- What is required
Could you copy every entry exactly, with nothing changed?

- Data for review
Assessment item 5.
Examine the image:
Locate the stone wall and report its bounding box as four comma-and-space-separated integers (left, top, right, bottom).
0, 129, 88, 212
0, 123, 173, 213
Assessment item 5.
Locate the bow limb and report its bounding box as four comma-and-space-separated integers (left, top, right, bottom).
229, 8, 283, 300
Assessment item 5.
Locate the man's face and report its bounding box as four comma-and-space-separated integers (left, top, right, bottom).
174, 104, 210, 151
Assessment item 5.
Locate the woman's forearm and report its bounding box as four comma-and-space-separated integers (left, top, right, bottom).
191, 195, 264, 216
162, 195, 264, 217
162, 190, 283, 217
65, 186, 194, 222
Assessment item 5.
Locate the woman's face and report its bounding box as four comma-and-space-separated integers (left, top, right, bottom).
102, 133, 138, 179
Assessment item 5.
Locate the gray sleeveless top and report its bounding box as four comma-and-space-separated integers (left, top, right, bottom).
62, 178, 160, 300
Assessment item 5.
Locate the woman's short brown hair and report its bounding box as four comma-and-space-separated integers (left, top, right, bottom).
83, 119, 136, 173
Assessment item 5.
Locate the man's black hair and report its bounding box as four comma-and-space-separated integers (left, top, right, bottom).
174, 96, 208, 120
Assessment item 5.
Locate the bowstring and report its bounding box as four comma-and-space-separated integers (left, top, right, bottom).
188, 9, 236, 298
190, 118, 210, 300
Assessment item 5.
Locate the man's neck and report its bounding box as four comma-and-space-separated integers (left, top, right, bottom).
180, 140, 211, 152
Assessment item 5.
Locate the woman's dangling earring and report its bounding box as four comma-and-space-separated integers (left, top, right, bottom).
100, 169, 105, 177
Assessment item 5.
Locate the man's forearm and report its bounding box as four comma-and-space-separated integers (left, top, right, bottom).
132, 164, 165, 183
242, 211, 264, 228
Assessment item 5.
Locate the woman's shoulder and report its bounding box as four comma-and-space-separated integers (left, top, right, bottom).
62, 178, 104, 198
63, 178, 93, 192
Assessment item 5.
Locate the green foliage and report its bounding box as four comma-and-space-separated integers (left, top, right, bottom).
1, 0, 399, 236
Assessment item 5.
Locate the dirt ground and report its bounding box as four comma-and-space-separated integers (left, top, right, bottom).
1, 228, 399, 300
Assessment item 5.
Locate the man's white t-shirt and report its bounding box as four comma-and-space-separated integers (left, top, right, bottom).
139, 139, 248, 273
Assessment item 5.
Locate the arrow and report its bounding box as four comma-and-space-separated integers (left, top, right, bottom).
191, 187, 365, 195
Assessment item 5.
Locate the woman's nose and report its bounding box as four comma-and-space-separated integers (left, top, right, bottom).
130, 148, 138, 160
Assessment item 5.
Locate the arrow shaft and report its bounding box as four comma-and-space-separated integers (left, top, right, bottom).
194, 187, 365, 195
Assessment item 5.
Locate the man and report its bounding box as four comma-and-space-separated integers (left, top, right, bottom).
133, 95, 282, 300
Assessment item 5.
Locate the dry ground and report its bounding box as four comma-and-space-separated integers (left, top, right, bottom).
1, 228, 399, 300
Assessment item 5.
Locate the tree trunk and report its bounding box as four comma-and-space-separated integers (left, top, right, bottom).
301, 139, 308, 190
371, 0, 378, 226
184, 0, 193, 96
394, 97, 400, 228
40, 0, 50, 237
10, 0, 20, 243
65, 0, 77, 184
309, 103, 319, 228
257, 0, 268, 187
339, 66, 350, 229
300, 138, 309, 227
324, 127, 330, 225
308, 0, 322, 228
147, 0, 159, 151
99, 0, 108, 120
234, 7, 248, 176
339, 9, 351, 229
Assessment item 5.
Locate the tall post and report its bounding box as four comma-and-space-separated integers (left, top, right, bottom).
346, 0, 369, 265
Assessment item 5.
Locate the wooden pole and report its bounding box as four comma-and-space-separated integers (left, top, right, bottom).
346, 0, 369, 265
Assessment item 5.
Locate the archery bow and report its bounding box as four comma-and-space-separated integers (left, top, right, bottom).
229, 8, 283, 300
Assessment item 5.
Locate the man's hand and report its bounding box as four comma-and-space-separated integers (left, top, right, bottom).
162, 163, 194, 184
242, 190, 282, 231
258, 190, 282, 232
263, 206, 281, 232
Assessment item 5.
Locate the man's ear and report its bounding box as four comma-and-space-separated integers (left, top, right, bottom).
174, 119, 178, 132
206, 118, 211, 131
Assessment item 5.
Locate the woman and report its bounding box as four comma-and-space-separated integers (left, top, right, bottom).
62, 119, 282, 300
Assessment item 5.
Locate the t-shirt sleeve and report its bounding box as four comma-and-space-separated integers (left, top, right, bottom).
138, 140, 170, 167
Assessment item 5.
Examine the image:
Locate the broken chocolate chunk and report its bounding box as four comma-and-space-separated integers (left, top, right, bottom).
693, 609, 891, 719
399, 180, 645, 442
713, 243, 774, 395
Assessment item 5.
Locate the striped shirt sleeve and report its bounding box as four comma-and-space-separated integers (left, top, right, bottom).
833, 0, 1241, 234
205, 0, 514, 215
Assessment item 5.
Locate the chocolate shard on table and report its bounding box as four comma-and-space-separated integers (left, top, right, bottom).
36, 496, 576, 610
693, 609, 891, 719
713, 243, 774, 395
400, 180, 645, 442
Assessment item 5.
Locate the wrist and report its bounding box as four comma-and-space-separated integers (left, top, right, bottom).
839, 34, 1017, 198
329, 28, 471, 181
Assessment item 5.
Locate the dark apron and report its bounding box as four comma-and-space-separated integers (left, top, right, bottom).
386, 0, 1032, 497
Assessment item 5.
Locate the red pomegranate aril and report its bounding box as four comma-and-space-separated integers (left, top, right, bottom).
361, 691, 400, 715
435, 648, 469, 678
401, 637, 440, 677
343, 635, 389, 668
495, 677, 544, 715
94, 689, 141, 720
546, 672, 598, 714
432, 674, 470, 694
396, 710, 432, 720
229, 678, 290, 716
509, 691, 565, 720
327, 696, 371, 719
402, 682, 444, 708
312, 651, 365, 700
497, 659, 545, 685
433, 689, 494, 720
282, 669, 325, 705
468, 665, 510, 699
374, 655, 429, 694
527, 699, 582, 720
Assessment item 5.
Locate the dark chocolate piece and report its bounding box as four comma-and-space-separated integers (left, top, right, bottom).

- Task response
Assessment item 5.
Examine the image:
Locate the stone wall and report its bounding box as four comma-and-space-separated integers (left, top, right, bottom).
0, 129, 88, 212
0, 123, 173, 213
Assessment item 5.
Locate the bow limb and report its bounding box as four comma-and-space-separated integers (left, top, right, bottom).
229, 8, 283, 300
Assessment item 5.
Locate the man's face and report its bounding box as four comma-and-space-separated integers (left, top, right, bottom).
174, 104, 210, 151
Assessment item 5.
Locate the woman's forearm and report its bounding box as four comma-and-space-separated integers (left, top, right, bottom).
191, 195, 264, 216
162, 195, 264, 217
162, 190, 283, 217
65, 186, 194, 222
Assessment item 5.
Locate the woman's face and report its bounding box as four comma-and-space-separated integers (left, top, right, bottom).
102, 133, 138, 179
Assessment item 5.
Locate the gray sleeveless top and report its bounding box as four comma-and-space-separated integers (left, top, right, bottom).
62, 178, 160, 300
Assessment item 5.
Locate the woman's short brown hair and report its bounding box as four comma-and-space-separated integers (left, top, right, bottom).
83, 119, 136, 173
Assessment item 5.
Locate the man's black hair and report its bounding box as four comma-and-space-separated integers (left, top, right, bottom).
174, 96, 208, 120
Assessment item 5.
Locate the bowstring and report its bounding box as four comma-and-space-separated integers (left, top, right, bottom).
188, 9, 236, 298
190, 118, 210, 300
Assessment item 5.
Locate the man's neck and report its bounding box as four comma-and-space-separated integers (left, top, right, bottom).
180, 140, 211, 152
Assessment item 5.
Locate the woman's dangling earring and report its bounding box as four comma-and-space-separated integers (left, top, right, bottom).
100, 169, 105, 177
Assessment item 5.
Locate the man's forearm and report its bounding box as four comma-and-space-separated integers (left, top, right, bottom).
132, 164, 165, 183
242, 211, 264, 228
Assessment item 5.
Locate the woman's shoulder and report its bounding box as four comma-and-space-separated integers (left, top, right, bottom).
62, 178, 104, 198
63, 178, 93, 192
Assessment item 5.
Locate the green foliage and report its bounding box as four comma-and-space-separated integers (left, top, right, bottom).
1, 0, 399, 236
Assessment item 5.
Locate the dirt ground and report its bounding box as four comma-and-space-separated integers (left, top, right, bottom).
1, 228, 399, 300
Assessment item 5.
Locate the man's white t-shirt and report its bounding box as four comma-and-space-separated integers (left, top, right, bottom).
139, 139, 248, 273
Assessment item 5.
Locate the arrow and report its bounding box as four comma-and-space-separated integers (left, top, right, bottom).
191, 187, 365, 195
Assessment item 5.
Locate the woman's nose and report its bounding box as four comma-and-space-separated integers (left, top, right, bottom).
130, 148, 138, 160
Assessment item 5.
Locate the arrow shaft and report its bounding box as four comma-and-space-separated integers (left, top, right, bottom).
194, 187, 365, 195
Assessment item 5.
Locate the man and report its bounding box as four comma-and-space-separated integers (left, top, right, bottom).
133, 95, 282, 300
Assessment item 5.
Locate the dry ground and report its bounding box as four comma-and-space-separated integers (left, top, right, bottom).
1, 228, 399, 300
Assessment item 5.
Locate the tree trunk and report its bounding box as four comma-and-space-separated integers (left, top, right, bottom).
301, 139, 308, 190
371, 0, 378, 226
184, 0, 193, 96
394, 97, 400, 228
40, 0, 50, 237
10, 0, 20, 243
65, 0, 77, 184
309, 103, 319, 228
257, 0, 268, 187
339, 66, 350, 229
300, 138, 309, 227
324, 127, 330, 225
308, 0, 322, 228
147, 0, 159, 151
99, 0, 108, 120
234, 7, 248, 176
339, 9, 351, 229
Assessment item 5.
Locate the tall post and report its bounding box as four comma-and-space-separated integers (left, top, right, bottom).
346, 0, 369, 265
Assessment item 5.
Locate the wooden pole and report its bounding box as four comma-and-space-separated integers (left, top, right, bottom).
346, 0, 369, 265
Assessment item 5.
Locate the archery bow and report its bounding box as four comma-and-space-separated integers (left, top, right, bottom).
229, 8, 283, 300
Assessment item 5.
Locate the man's hand and report its bounding box as four comma-and-space-separated integers (left, top, right, bottom).
162, 163, 194, 184
242, 190, 282, 231
258, 190, 282, 232
263, 206, 281, 232
Assessment item 5.
Locate the man's ear and report its bounding box as four comma-and-space-separated integers (left, top, right, bottom).
174, 119, 178, 132
206, 118, 211, 131
Assessment item 5.
Locate the woman and report its bounding box as four comma-and-space-separated integers (left, top, right, bottom).
62, 119, 282, 300
Assessment item 5.
Locate the t-shirt sleeve and report its bounding box as four comma-and-space-separated integers (left, top, right, bottom).
138, 140, 170, 167
Assessment item 5.
Examine the image:
Locate the broken chocolate chunk and report its bounding box as four comma-and-space-separated integers (left, top, right, bottom).
693, 609, 891, 719
399, 180, 645, 442
713, 243, 774, 395
Assessment item 5.
Locate the striped shirt sleeve and report its bounding box as four comma-and-space-separated integers (left, top, right, bottom).
833, 0, 1241, 234
205, 0, 514, 215
Assessment item 5.
Locate the chocolate shard on table and report its bounding box as four comma-and-space-separated integers (left, top, right, bottom).
36, 496, 576, 610
693, 609, 891, 719
713, 243, 774, 395
400, 180, 645, 442
Assessment item 5.
Locate the wrist and report its bounding box as four comma-and-space-separated integers (left, top, right, bottom).
839, 34, 1017, 198
329, 28, 471, 181
Assessment item 5.
Locate the dark apron and report its bounding box as four comma-and-space-separated integers (left, top, right, bottom).
386, 0, 1032, 497
Assessment item 5.
Locate the red pomegranate aril and report its bounding box as four comma-and-space-separated integers (left, top, right, bottom).
361, 691, 400, 715
435, 648, 469, 678
401, 637, 440, 677
343, 635, 389, 668
495, 677, 544, 715
94, 689, 141, 720
546, 672, 598, 714
432, 674, 470, 694
396, 710, 432, 720
229, 678, 290, 716
509, 691, 565, 720
327, 696, 371, 719
402, 682, 444, 708
312, 651, 365, 700
497, 659, 545, 685
433, 689, 494, 720
282, 669, 325, 705
468, 665, 510, 699
374, 655, 429, 694
527, 699, 582, 720
Assessment item 5.
Locate the dark chocolate piece and report its bounding box as four comma-and-space-separated integers (left, top, right, bottom).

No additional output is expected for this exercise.